The details of this are highly context dependent and cannot be demonstrated through statistical data, nor can the clinical adjustments and variations that allow a patient to stay in control of their symptoms. Self-efficacy or the sense of a person’s ability to feel in control of their circumstances or situation is, amongst a number of factors, important for health outcomes (Holden 1992; Keedy et al. 2014). Using the mind map and vector model are useful tools to convey the totality of evidence in describing the patient’s story, their context, the clinical research evidence, the social situation, the risks and benefits of treatment options as well as opportunities to tailor a personalised management plan for the patient.

I have previously written on related cases, of a person with medically unexplained neck, thoracic and shoulder pain (Low 2017), and of a person with persistent and recurrent low back pain (Low 2018), which more fully explain this approach. The former describes a little more of a philosophical account whereas the latter describes a clinical account in greater detail.

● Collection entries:

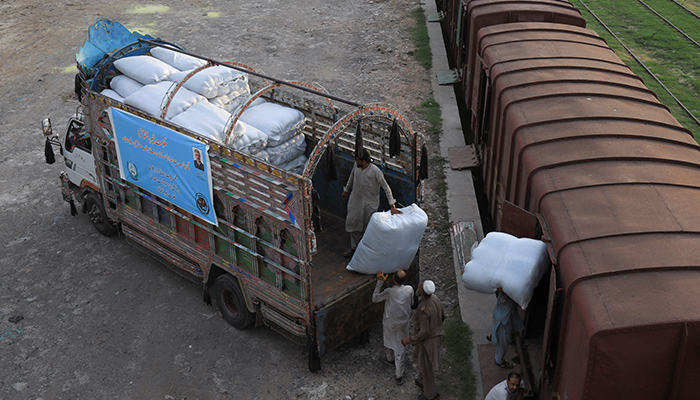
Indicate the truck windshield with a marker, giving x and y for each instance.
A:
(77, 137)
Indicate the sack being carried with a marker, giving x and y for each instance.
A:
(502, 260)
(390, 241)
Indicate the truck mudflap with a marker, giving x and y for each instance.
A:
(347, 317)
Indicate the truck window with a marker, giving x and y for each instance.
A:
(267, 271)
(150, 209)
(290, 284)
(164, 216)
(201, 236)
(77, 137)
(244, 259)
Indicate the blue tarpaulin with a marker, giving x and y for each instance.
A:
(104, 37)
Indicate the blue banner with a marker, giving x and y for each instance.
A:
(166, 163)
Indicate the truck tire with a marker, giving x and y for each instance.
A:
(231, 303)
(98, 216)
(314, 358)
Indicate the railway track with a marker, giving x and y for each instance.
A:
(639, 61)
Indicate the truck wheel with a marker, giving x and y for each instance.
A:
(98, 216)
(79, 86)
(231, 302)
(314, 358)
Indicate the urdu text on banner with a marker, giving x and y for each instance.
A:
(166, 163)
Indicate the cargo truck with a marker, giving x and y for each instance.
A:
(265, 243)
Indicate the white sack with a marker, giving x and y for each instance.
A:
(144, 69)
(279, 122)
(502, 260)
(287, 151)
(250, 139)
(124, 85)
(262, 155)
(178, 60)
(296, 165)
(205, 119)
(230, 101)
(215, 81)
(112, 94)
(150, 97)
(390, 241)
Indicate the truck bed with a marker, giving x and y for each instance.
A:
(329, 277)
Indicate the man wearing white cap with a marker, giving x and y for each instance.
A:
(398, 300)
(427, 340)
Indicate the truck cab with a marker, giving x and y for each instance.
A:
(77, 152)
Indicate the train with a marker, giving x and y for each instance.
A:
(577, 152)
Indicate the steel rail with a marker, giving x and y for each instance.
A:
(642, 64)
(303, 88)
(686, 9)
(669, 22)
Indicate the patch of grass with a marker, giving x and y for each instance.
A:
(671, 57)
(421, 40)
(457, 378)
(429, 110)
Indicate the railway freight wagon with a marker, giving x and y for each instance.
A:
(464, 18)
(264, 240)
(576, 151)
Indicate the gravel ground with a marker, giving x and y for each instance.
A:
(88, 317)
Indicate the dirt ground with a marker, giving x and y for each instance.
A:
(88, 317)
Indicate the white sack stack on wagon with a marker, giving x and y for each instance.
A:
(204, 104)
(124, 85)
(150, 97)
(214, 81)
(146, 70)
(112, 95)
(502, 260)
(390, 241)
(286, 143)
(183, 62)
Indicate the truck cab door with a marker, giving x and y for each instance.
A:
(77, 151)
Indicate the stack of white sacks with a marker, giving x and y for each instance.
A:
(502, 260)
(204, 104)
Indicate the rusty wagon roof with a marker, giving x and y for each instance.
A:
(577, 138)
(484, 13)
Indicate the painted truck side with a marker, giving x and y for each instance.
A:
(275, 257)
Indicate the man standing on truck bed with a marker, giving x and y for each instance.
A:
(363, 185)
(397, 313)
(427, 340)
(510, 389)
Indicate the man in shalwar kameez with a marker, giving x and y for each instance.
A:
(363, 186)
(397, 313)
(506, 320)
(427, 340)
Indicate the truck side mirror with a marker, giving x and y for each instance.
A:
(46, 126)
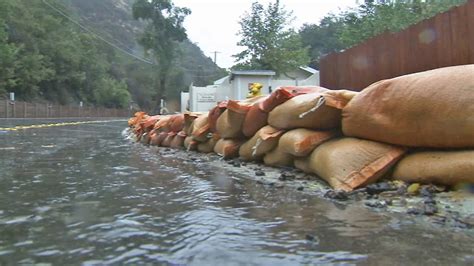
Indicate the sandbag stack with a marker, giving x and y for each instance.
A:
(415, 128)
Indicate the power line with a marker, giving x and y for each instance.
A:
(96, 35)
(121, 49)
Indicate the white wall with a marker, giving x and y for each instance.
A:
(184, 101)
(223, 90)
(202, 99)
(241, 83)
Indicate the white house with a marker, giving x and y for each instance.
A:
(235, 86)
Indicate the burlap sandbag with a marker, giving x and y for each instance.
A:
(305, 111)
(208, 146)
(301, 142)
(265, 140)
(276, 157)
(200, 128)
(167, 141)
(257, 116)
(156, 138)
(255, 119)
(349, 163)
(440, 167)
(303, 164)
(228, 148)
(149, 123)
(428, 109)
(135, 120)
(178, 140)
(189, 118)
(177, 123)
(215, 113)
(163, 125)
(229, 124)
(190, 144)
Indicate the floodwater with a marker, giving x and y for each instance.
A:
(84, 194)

● Exercise directions: In the extract on patient self-efficacy and personalized management, which case does Low 2018 describe?

● Response: A person with persistent and recurrent low back pain.